==== Data supplied ====
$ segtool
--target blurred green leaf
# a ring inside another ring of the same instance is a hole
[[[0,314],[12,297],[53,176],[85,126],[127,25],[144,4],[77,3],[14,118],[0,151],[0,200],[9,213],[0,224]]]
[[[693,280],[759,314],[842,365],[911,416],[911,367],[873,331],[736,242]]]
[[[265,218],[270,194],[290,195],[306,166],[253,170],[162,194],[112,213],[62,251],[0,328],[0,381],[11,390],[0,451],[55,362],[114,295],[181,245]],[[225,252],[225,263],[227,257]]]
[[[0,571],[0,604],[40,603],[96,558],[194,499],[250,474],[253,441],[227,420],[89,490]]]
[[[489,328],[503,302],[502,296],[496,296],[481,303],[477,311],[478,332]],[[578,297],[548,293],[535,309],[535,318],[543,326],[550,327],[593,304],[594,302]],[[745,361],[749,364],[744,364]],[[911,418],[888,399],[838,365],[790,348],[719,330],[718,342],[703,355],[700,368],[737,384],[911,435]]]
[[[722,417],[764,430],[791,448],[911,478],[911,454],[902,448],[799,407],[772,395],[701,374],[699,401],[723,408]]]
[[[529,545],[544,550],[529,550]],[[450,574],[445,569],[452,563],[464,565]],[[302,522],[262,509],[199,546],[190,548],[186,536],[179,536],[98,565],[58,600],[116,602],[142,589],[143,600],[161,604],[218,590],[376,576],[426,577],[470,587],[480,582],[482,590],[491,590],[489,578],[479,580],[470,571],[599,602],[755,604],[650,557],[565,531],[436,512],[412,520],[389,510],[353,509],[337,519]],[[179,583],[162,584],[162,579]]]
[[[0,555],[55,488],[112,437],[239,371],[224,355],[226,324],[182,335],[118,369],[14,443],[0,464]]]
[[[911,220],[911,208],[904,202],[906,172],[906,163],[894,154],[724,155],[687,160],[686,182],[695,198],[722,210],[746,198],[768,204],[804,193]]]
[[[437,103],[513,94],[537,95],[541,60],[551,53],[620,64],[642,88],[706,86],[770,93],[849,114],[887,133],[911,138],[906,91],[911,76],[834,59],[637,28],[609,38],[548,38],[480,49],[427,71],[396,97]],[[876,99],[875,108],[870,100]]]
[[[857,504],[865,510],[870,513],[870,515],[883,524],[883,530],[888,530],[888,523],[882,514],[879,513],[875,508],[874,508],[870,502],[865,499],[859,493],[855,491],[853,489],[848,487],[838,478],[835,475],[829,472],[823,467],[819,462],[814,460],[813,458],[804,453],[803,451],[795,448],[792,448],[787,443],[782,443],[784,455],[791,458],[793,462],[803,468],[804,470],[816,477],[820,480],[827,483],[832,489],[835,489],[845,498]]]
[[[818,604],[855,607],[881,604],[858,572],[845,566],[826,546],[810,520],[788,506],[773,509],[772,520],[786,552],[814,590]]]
====
==== Data supplied ====
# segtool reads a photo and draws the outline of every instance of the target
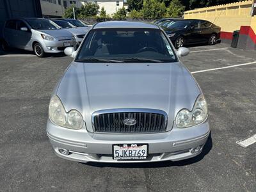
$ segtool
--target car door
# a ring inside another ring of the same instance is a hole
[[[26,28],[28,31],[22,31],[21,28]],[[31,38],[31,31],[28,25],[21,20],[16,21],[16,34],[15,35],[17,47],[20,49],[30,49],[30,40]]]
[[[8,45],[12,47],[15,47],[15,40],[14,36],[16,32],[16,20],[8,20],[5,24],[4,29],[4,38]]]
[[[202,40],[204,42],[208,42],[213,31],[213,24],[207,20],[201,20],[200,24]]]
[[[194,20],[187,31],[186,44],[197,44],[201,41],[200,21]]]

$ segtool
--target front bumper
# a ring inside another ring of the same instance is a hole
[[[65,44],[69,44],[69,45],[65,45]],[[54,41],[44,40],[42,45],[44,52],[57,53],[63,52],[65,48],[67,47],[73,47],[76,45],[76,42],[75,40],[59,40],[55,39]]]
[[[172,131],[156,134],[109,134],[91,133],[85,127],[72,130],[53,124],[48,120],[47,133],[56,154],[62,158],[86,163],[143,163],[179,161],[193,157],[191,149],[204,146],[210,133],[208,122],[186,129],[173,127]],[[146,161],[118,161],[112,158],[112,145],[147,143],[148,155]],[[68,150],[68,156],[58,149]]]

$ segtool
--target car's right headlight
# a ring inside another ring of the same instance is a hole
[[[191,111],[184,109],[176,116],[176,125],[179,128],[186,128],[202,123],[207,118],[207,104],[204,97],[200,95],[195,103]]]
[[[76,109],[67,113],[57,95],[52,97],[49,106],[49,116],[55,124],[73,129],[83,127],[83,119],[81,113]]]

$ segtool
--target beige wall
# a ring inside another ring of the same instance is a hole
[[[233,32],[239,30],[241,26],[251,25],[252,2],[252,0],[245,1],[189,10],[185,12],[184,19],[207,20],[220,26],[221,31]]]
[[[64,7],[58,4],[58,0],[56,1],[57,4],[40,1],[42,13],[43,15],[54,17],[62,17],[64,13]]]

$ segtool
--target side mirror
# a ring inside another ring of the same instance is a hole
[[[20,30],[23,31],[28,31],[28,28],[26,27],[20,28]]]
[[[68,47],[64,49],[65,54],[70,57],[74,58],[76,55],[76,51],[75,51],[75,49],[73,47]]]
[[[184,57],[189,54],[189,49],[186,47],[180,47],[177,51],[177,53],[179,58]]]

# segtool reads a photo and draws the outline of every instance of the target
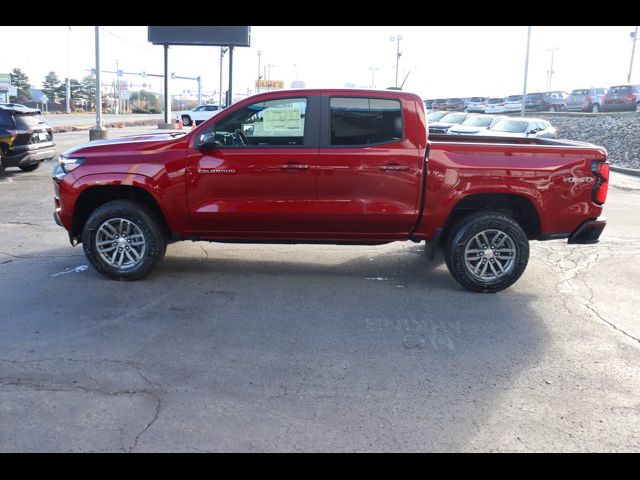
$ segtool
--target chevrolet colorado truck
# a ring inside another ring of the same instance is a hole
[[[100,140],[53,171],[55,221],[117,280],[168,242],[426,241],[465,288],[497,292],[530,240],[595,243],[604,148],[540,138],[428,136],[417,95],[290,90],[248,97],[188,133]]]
====
§ **Set problem**:
Please count the lines of the data above that contain the word "target", and reply with only that number.

§ **Solution to this task**:
9